╭─ Passage shown

Investors, perhaps spooked by the 50% write-down in the face value of privately held Greek debt, want to hear that Italy is being fully backed and supported by its colleagues and partners. So far, however, that is a message that Germany, let alone France, is unwilling or unable to deliver.
And of course the fear in Paris is that France will be next. Mr. Sarkozy's government just announced another set of budget cuts and tax increases in the face of lower growth, so as to keep to its promises to cut its own budget deficit. But on Wednesday, the spread of 10-year French government bonds over their German equivalent rose to a eurozone high of around 140 basis points. "Contagion" is not just a movie.
What if Italy's newly issued bonds won't sell?
Following 5 days of persistent refusals to deal with reality, the real world finally came back with a bang, and while the overall market tumbled the most it has in two months, it is really financial stocks that took the brunt of today's beating. Most major U.S. banks are on the ropes. The reason? Italy of course, and the fear that once the country is forced to write down its debt, the bank failures will proceed in waves: first Italian banks, then French, and then everyone else (according to ZeroHedge.com), especially those that have already been in the market's crosshairs because of their exposure. And if today was ugly, tomorrow promises to be an absolute bloodbath with Italy deciding to proceed with the issuance of $5 billion in 1 year Bills into what may well be a bidless market.

╰─

In the passage on eurozone debt fears, what eurozone high did the spread of 10-year French government bonds over their German equivalent reach on Wednesday?

╭─ Dataset content

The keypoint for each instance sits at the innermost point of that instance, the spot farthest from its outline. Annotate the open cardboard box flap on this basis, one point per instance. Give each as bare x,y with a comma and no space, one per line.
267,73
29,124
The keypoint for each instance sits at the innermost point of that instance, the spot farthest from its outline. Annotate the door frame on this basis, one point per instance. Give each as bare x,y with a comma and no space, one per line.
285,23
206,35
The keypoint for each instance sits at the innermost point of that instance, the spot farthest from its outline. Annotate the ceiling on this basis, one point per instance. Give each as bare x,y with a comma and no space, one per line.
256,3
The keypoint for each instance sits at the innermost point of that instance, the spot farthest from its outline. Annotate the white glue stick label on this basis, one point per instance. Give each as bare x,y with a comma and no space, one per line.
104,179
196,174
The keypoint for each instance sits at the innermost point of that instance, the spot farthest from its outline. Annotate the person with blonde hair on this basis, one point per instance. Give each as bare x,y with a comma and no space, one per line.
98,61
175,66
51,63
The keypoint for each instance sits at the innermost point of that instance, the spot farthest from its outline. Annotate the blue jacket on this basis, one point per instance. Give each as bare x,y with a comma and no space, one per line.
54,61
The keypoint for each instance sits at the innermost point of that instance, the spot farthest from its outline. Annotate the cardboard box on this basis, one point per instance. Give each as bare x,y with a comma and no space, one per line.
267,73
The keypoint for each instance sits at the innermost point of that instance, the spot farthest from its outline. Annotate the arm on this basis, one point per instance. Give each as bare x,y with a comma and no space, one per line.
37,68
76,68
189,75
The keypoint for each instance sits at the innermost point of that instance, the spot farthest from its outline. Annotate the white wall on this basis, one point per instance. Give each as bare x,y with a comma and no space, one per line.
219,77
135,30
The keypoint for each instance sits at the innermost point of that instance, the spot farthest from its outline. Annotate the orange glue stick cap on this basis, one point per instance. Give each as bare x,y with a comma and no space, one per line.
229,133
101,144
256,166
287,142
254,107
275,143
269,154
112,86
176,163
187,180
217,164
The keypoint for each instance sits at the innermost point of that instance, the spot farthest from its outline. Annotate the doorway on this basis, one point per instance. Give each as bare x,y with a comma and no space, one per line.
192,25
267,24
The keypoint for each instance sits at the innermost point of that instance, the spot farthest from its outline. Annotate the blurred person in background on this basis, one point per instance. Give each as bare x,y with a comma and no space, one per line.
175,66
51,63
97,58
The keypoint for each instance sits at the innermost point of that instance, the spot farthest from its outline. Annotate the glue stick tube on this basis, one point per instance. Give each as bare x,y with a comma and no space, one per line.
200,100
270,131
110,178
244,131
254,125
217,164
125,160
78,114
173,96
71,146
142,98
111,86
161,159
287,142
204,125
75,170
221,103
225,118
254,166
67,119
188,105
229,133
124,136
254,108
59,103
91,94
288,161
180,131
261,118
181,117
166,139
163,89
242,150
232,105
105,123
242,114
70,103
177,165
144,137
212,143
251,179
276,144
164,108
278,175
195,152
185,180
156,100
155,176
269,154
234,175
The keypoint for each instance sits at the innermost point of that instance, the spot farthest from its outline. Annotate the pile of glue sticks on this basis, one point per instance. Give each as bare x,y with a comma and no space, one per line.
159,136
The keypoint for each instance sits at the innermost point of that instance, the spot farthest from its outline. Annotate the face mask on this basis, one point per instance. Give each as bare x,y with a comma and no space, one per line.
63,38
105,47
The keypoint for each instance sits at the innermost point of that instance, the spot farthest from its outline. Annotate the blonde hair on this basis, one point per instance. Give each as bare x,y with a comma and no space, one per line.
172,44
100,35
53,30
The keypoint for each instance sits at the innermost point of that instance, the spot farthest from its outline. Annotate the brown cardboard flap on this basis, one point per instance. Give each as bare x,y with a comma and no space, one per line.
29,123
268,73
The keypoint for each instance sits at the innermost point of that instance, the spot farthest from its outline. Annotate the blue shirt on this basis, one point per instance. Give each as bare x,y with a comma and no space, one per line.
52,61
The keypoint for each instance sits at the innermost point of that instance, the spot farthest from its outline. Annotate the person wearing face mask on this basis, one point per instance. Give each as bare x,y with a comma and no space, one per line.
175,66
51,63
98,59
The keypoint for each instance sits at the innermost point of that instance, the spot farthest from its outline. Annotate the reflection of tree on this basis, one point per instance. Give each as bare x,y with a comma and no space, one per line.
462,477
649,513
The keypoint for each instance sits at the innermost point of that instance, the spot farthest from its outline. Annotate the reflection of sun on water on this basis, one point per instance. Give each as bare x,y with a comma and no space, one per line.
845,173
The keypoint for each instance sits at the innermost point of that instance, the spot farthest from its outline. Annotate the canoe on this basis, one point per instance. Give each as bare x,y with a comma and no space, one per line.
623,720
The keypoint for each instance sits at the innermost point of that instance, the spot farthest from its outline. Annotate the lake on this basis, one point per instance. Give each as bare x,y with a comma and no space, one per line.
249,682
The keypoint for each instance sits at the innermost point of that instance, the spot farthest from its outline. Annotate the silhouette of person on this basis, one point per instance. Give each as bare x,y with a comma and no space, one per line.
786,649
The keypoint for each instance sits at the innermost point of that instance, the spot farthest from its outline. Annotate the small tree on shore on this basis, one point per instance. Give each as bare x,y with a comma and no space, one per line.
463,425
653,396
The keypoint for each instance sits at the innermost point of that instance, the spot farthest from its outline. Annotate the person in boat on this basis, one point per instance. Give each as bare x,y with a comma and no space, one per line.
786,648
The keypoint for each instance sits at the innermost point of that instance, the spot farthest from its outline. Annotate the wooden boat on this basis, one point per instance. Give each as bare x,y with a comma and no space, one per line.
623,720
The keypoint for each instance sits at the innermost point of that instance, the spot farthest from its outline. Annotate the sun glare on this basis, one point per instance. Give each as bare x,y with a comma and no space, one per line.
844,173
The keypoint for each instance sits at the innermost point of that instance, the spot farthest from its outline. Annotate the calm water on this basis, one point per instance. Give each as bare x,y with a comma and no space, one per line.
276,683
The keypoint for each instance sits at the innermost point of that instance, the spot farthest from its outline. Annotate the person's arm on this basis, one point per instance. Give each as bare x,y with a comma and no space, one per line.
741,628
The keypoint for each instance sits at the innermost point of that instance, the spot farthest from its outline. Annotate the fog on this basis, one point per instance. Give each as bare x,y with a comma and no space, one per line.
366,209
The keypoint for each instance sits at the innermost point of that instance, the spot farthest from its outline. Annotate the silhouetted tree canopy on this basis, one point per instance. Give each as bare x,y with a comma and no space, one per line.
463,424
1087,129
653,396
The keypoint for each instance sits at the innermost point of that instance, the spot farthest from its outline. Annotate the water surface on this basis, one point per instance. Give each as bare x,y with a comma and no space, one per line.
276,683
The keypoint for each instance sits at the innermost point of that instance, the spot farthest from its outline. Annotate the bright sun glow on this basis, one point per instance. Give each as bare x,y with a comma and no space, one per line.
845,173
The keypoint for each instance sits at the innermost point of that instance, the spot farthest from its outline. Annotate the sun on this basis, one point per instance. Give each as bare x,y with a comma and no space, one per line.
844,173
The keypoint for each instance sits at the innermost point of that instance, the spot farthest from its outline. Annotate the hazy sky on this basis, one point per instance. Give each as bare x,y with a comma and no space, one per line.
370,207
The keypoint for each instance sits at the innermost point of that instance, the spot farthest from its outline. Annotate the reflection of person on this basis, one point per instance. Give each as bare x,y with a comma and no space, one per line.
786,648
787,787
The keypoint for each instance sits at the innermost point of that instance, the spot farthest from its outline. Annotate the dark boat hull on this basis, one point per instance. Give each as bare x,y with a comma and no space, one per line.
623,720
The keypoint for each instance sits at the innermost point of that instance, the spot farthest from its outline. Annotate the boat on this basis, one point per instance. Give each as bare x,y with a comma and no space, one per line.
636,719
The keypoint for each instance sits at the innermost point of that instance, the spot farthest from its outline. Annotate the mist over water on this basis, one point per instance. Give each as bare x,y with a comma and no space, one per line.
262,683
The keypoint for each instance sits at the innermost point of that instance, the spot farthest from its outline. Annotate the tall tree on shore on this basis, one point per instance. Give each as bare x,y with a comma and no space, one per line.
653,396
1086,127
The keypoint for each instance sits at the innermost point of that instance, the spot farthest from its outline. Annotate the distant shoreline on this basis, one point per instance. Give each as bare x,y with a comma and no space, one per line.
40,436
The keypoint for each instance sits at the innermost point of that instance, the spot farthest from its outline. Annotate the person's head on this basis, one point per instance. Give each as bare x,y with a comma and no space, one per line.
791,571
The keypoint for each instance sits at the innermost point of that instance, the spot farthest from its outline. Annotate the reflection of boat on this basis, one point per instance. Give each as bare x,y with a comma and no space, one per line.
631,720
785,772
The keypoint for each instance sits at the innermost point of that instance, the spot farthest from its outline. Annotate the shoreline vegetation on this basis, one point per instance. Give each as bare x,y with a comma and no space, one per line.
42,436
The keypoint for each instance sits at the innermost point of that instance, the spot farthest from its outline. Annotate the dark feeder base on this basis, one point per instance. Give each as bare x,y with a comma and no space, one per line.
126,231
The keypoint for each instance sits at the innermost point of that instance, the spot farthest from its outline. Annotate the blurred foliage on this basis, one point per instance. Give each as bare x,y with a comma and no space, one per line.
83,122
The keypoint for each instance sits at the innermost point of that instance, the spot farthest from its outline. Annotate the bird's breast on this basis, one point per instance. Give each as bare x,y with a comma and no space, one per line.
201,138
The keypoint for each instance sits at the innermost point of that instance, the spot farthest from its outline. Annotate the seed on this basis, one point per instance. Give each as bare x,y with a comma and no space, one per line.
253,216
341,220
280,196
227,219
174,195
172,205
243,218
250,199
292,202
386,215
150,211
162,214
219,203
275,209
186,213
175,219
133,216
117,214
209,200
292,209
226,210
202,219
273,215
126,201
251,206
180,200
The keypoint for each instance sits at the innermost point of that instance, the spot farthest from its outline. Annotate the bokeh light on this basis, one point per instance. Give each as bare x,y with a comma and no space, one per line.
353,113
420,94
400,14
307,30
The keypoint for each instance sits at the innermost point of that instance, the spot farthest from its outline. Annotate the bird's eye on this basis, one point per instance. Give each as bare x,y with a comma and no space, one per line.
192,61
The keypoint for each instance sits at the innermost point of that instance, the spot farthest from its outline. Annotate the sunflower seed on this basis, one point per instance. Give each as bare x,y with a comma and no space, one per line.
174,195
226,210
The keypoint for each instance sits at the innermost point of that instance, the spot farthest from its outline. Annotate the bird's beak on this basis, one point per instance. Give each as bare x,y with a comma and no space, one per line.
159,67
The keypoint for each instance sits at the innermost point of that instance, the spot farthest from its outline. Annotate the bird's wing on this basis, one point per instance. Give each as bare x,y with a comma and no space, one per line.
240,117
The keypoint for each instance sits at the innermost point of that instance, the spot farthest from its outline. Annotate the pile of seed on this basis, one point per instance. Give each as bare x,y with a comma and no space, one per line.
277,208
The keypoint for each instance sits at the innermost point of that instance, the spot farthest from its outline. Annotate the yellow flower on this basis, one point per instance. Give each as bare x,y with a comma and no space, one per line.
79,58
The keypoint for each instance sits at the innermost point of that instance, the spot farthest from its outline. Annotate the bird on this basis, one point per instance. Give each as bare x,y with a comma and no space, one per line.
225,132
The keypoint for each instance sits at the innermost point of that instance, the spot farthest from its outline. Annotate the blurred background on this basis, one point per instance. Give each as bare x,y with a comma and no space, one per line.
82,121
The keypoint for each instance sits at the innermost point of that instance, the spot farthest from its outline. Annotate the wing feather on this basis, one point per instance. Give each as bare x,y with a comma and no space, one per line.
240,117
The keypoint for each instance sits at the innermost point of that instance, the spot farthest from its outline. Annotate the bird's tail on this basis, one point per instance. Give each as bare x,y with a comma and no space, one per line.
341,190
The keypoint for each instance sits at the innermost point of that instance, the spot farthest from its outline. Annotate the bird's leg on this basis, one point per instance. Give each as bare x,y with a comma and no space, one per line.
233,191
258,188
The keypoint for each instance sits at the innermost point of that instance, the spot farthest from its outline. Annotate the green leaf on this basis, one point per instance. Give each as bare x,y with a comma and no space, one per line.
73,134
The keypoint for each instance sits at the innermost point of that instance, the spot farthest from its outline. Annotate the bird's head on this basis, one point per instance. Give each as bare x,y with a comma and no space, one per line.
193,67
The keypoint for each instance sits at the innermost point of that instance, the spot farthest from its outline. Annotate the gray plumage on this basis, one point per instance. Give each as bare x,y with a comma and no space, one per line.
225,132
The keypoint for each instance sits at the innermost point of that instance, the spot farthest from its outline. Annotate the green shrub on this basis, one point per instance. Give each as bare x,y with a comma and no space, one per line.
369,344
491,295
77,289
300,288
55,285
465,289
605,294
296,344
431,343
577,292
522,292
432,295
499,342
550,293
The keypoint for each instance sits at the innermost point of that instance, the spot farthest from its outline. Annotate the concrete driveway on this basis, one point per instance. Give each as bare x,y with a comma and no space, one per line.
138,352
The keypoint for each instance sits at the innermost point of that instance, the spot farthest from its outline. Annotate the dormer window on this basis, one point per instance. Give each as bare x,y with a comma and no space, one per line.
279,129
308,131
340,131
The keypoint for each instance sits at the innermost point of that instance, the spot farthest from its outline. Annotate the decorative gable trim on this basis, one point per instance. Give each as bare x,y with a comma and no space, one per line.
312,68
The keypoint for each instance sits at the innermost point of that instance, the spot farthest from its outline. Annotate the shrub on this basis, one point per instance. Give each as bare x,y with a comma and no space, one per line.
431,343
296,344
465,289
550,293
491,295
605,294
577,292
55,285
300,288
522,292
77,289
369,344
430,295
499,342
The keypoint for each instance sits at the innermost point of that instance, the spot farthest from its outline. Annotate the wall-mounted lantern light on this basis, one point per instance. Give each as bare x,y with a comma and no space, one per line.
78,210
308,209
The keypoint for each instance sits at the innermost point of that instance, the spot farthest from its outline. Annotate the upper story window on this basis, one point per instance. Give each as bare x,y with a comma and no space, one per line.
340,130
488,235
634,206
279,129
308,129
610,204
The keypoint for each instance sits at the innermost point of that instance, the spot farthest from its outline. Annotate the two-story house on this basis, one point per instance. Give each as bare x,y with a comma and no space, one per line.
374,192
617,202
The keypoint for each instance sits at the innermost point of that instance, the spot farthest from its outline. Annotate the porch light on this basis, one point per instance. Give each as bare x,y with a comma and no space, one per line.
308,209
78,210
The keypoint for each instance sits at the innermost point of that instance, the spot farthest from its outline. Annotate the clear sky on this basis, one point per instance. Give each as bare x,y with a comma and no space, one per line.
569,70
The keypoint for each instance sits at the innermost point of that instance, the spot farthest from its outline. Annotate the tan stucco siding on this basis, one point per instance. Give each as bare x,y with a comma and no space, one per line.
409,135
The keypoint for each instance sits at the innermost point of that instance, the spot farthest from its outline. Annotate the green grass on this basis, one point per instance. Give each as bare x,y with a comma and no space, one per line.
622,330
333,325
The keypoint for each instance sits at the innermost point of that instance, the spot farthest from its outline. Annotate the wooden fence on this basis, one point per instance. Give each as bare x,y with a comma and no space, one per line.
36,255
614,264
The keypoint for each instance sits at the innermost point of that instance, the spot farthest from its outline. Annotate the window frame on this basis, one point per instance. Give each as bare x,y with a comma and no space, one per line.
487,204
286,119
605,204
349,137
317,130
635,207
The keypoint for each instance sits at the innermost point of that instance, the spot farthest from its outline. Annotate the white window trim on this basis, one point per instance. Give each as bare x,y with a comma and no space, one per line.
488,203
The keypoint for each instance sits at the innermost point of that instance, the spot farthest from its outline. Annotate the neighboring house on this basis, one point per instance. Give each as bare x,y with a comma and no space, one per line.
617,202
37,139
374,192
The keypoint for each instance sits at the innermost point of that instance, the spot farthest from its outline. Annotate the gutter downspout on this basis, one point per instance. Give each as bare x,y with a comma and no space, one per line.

╰─

* [Written solution]:
Around 140 basis points.